*Extrait du texte*

▼

En 1878, à l’âge de 10 ans, ses parents l’envoient au Liban, où il va poursuivre ses études chez les Jésuites durant 14 ans. A l’internat du Collège Saint-Joseph de Beyrouth, il se distingue par d’excellentes notes et un talent à écrire des contes. Ses aptitudes littéraires éclataient avec tant de précocité et de force, que ses compositions françaises ou les discours latins sortis de ses heures d’étude, étaient lus en exemple à toute la classe et que plusieurs fois, ses maîtres n’ont pu résister au plaisir de les faire imprimer pour les distribuer aux élèves. Elève brillant dans ses études secondaires, il manifeste de réelles dispositions pour le français mais maîtrise mal l’arabe classique, en dépit d’une bonne connaissance de l’arabe vernaculaire. Tout au long de ses classes, il accumule prix et mentions. Après le baccalauréat en 1888, il entame ses études médicales à la Faculté Française de Médecine, dont il donne une motivation assez symptomatique d’une personnalité introvertie : « J’ai étudié la médecine pour me connaître physiquement, pour pouvoir bien analyser mon corps. Le corps contient l’âme, l’esprit, le cœur. Il ne faut pas le mépriser. L’âme se fatigue si elle n’est pas soutenue par le corps ». Il a 24 ans, quand il obtient le 1er décembre 1892, son premier diplôme spécial français (DSF) n°556, qui lui donnera le droit d’exercer dans les colonies mais pas dans la métropole. C’est à Paris qu’il poursuit sa formation médicale en obtenant le 18 décembre 1894 le doctorat en médecine n°799, avec une « mention très honorable », après avoir soutenu une thèse sur « Une contribution à l’étude du rétrécissement de l’urètre par l’électrolyse linéaire », dont le titre pouvait présager de l’avenir d’un brillant urologue et non pas celui d’un brillant homme de lettres.  

Il ouvre pour peu de temps un cabinet au Caire, puis s’engage comme médecin de la compagnie des messageries maritimes, durant cinq ans, de 1895 à 1899, ce qui lui donnera l’occasion de découvrir le Moyen-Orient et l’Asie du sud-est. Il sera aussi chargé de missions scientifiques et politiques en Orient et au Maroc.

De retour à Paris, il fréquente les milieux littéraires, les hommes de lettres et les artistes les plus en vus de l’époque :  Mallarmé, Gide, de Heredia, Apollinaire, Valéry, Huysmans, Bourdelle etc… Il épouse le 5 Juin 1900, une femme de lettres et poète, Lucie Delarue. Il publie de nombreux ouvrages dont la Reine de Saba, le Cantique des Cantiques, et traduit de l’arabe les Mille et une nuits, le Coran etc...

▲

*Consigne*
Citez, dans le texte sur le parcours de ce médecin écrivain, le passage qui va de « Il ouvre pour » jusqu'à « le Coran etc... ». Ces enregistrements viennent d'une autre source.

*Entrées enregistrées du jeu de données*
▼

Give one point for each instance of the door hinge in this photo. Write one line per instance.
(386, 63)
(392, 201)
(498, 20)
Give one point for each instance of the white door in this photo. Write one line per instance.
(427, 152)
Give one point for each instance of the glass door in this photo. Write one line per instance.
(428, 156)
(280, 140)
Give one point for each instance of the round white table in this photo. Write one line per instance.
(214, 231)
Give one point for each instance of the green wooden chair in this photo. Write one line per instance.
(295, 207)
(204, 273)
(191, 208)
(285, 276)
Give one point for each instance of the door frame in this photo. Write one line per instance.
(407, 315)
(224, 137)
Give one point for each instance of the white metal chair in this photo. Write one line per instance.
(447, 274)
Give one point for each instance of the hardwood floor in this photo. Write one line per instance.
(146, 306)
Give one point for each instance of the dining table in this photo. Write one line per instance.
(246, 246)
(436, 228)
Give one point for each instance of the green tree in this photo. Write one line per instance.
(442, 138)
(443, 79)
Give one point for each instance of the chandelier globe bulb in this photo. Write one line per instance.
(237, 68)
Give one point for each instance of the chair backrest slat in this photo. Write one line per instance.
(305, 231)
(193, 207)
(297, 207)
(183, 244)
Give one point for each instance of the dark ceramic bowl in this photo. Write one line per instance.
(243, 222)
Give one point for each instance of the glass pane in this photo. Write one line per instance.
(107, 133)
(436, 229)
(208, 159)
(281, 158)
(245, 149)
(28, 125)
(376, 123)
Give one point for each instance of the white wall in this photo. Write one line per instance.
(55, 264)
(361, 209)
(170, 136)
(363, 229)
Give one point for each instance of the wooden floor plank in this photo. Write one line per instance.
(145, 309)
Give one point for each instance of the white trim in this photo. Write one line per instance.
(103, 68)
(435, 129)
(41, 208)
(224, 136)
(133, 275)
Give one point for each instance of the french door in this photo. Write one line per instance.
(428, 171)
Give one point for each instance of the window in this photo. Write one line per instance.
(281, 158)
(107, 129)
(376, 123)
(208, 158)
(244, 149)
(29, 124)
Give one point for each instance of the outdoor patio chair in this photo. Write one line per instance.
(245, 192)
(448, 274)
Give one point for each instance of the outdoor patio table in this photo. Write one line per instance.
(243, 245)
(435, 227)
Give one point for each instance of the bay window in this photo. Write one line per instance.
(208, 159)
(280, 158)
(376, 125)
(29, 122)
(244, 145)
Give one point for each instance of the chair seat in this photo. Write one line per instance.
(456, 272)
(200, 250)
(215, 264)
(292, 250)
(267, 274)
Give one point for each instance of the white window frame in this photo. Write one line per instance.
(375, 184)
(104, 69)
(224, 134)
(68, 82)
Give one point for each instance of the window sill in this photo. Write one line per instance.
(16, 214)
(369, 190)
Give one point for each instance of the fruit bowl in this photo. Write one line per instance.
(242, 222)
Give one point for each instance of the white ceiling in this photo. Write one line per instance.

▲

*Réponse rédigée*
Il ouvre pour peu de temps un cabinet au Caire, puis s’engage comme médecin de la compagnie des messageries maritimes, durant cinq ans, de 1895 à 1899, ce qui lui donnera l’occasion de découvrir le Moyen-Orient et l’Asie du sud-est. Il sera aussi chargé de missions scientifiques et politiques en Orient et au Maroc.

De retour à Paris, il fréquente les milieux littéraires, les hommes de lettres et les artistes les plus en vus de l’époque :  Mallarmé, Gide, de Heredia, Apollinaire, Valéry, Huysmans, Bourdelle etc… Il épouse le 5 Juin 1900, une femme de lettres et poète, Lucie Delarue. Il publie de nombreux ouvrages dont la Reine de Saba, le Cantique des Cantiques, et traduit de l’arabe les Mille et une nuits, le Coran etc...